TASK STATEMENT – Return every line of the listing below that contains the word "rough". Case is significant.

SOURCE DATA –
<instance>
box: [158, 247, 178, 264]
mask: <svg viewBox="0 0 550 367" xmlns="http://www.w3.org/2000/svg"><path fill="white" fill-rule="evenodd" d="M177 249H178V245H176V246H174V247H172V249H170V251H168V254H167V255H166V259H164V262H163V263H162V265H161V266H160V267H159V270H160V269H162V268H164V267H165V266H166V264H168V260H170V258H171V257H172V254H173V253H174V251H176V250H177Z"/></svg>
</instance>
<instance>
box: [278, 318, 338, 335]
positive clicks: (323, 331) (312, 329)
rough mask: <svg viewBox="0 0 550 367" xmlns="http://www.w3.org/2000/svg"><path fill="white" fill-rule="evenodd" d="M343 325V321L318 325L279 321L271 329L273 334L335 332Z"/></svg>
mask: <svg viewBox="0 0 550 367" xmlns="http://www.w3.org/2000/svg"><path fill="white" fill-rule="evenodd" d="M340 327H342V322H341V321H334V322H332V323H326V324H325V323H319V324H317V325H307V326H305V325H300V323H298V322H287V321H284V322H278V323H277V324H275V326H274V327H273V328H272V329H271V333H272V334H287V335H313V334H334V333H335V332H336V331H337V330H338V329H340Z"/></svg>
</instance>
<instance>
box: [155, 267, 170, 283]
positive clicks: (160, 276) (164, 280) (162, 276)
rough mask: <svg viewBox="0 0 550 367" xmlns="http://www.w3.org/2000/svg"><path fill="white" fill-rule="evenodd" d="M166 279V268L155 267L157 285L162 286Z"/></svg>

RESULT OF THIS TASK –
rough mask: <svg viewBox="0 0 550 367" xmlns="http://www.w3.org/2000/svg"><path fill="white" fill-rule="evenodd" d="M343 325V321L318 325L279 321L271 329L273 334L335 332Z"/></svg>
rough mask: <svg viewBox="0 0 550 367" xmlns="http://www.w3.org/2000/svg"><path fill="white" fill-rule="evenodd" d="M166 279V268L155 267L157 285L162 286Z"/></svg>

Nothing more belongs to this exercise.